* _EXERCISE OBJECTIVE_
Count the lines in the entries below that contain the word "brick", and give only that number.

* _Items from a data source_
======
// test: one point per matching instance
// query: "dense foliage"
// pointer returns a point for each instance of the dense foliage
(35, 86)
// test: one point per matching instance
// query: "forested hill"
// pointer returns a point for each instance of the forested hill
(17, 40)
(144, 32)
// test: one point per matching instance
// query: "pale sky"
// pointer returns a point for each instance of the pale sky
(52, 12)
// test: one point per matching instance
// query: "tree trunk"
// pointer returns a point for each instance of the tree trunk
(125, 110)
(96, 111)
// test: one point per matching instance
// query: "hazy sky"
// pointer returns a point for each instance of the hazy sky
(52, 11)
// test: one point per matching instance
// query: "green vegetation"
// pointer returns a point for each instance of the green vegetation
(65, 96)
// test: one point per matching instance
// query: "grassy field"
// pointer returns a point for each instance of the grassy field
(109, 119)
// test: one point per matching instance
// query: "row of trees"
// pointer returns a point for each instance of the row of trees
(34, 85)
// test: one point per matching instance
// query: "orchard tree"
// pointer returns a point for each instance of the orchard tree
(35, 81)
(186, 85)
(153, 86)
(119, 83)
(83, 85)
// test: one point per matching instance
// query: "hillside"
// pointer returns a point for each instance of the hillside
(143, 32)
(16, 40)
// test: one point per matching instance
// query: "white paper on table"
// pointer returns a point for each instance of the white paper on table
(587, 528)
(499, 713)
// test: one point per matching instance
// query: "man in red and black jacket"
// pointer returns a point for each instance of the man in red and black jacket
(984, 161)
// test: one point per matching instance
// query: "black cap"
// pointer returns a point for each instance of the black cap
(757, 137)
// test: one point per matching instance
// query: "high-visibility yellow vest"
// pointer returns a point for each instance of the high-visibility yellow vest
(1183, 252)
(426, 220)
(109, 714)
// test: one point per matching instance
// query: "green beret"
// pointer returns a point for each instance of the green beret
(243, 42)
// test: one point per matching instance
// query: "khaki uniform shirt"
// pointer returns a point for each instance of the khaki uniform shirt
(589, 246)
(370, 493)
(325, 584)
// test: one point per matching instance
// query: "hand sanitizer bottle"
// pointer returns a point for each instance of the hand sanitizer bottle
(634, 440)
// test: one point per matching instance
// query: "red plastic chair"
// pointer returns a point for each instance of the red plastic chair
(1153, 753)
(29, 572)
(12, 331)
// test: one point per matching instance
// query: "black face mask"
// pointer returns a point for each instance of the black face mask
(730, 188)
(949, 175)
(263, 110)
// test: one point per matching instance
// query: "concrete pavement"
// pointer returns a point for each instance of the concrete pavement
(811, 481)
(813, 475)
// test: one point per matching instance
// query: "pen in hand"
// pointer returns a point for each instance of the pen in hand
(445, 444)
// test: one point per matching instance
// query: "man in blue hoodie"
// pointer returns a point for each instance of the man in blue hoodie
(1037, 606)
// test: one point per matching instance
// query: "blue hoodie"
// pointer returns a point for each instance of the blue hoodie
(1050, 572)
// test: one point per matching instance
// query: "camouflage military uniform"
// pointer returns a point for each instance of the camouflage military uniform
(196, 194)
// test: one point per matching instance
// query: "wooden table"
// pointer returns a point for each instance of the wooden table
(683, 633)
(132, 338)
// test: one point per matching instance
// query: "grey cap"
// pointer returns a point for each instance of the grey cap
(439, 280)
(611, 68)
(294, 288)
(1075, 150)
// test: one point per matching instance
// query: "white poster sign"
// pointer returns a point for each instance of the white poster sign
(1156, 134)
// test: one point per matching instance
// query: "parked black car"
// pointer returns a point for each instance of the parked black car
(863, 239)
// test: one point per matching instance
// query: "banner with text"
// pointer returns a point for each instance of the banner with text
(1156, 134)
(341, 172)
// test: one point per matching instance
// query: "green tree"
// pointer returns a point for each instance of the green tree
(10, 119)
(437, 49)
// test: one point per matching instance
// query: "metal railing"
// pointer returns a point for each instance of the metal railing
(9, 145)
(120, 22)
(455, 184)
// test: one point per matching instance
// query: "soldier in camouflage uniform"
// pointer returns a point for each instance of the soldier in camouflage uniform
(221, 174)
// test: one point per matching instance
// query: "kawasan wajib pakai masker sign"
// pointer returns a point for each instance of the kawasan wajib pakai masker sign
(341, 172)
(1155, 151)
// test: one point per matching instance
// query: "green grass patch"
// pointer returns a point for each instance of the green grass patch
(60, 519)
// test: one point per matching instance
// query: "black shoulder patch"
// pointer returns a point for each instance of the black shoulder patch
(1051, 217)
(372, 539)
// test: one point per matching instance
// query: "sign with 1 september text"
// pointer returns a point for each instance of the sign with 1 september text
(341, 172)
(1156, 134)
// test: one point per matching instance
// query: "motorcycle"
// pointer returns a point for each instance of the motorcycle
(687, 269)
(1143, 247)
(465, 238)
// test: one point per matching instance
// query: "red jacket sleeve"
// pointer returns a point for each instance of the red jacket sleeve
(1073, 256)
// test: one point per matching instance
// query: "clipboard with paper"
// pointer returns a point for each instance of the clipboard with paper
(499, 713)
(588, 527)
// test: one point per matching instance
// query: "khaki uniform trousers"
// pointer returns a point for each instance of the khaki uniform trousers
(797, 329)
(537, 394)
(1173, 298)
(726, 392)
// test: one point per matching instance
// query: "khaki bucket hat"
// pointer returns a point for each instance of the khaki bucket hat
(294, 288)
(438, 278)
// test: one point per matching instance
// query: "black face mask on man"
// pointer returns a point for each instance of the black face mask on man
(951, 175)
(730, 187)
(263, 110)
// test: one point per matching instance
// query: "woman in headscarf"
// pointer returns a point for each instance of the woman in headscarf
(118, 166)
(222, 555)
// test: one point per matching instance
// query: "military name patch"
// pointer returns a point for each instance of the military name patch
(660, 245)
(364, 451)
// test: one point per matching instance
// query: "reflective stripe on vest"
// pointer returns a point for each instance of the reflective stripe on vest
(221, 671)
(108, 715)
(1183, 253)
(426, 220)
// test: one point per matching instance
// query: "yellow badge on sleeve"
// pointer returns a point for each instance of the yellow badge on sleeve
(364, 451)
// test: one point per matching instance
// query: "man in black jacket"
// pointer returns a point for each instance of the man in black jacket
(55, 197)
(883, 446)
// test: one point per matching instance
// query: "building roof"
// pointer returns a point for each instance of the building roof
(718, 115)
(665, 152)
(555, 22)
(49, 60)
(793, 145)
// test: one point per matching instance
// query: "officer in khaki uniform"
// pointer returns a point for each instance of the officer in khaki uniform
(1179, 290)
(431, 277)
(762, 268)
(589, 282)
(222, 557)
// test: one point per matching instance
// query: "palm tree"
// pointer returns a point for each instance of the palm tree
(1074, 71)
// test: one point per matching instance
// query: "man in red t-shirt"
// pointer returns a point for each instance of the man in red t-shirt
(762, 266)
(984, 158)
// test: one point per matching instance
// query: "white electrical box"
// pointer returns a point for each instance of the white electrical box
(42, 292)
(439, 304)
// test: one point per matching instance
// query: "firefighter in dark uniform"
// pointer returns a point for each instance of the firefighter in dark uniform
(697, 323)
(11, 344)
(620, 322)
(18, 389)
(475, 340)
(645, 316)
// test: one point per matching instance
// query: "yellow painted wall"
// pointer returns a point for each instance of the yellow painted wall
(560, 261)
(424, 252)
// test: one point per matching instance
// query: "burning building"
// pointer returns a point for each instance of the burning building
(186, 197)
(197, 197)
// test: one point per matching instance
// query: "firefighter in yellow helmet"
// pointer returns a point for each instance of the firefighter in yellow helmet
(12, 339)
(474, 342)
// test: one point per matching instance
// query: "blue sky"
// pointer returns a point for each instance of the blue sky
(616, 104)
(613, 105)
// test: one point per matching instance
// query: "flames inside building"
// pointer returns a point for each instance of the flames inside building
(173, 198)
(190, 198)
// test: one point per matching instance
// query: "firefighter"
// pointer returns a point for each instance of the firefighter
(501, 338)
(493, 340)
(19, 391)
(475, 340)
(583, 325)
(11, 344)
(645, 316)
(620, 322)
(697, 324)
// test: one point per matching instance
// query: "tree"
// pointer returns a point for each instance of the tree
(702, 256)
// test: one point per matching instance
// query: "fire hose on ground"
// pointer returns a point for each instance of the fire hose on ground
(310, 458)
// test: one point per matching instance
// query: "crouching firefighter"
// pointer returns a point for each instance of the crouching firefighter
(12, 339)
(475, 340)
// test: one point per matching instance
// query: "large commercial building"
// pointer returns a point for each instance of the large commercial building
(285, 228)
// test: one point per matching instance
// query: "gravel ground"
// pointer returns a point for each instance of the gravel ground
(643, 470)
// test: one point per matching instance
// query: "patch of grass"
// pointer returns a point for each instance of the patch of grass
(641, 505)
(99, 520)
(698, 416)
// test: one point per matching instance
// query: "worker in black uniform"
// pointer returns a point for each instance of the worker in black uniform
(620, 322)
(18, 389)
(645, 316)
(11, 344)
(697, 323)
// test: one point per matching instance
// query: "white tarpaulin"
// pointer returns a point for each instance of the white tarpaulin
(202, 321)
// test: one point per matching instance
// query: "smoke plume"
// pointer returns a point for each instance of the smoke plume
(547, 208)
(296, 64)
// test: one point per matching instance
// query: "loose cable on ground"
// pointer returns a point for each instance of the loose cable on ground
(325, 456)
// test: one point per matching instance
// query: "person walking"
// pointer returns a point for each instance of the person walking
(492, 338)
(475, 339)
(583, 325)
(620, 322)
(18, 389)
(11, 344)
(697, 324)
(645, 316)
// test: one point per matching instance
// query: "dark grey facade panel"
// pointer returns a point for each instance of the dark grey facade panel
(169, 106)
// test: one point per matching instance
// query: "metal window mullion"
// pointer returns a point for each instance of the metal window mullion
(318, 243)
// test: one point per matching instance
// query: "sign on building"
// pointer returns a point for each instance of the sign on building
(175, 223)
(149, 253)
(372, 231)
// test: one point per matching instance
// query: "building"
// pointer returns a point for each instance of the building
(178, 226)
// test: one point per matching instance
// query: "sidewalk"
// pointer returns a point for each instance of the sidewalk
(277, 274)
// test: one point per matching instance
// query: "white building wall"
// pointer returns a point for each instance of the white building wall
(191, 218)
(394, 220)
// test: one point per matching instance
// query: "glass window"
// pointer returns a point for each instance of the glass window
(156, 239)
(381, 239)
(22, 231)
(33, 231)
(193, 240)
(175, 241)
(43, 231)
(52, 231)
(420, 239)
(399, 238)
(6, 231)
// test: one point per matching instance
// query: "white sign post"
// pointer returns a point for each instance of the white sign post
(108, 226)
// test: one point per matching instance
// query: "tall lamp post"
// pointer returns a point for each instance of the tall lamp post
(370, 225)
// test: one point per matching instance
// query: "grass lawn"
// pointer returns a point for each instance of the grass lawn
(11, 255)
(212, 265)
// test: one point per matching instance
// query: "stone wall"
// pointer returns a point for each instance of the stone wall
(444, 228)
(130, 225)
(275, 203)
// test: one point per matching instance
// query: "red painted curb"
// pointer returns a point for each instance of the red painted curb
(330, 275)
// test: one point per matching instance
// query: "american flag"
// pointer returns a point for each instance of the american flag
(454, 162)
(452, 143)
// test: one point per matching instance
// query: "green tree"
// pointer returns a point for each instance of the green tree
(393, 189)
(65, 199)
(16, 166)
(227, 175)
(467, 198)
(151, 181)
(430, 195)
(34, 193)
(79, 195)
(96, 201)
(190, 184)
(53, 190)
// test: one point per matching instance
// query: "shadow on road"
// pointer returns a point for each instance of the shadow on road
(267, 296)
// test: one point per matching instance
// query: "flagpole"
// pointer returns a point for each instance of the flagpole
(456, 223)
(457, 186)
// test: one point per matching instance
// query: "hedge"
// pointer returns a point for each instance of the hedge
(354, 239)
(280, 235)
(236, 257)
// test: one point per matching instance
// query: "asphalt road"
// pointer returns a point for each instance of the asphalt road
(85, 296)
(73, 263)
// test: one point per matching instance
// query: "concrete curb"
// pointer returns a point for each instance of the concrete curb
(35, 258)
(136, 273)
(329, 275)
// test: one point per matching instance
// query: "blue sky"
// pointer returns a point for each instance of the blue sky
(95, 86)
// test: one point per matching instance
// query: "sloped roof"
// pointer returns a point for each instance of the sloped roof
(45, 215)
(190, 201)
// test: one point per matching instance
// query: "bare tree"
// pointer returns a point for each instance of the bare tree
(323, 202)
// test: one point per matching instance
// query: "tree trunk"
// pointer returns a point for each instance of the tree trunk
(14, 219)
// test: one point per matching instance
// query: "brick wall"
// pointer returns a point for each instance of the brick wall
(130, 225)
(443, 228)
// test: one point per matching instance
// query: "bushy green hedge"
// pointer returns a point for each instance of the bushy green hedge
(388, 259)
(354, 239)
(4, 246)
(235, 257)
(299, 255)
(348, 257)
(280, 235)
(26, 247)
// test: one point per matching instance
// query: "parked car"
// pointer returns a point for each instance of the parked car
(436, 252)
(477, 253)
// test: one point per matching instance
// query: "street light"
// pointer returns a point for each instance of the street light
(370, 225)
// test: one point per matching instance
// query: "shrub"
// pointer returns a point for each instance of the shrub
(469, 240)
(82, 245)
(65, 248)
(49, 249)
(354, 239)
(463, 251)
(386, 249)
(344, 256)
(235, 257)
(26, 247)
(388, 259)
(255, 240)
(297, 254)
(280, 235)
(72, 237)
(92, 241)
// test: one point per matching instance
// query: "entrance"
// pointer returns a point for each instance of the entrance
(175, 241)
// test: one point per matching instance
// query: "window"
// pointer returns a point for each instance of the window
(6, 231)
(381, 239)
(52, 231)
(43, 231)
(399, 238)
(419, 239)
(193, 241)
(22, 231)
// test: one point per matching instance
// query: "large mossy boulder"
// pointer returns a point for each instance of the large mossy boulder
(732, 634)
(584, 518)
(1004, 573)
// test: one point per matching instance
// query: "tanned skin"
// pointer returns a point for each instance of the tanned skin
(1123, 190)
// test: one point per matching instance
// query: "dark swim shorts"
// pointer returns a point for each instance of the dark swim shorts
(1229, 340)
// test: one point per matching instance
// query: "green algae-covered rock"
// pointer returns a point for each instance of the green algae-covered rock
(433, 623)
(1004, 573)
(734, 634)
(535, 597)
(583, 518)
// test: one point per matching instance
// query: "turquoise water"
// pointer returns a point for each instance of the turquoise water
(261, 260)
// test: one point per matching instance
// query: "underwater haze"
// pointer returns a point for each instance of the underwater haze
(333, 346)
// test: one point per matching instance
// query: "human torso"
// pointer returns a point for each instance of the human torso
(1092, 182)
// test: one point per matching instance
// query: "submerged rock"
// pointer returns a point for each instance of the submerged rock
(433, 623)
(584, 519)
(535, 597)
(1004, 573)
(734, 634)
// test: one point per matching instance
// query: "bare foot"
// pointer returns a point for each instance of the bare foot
======
* _EXPECTED ANSWER_
2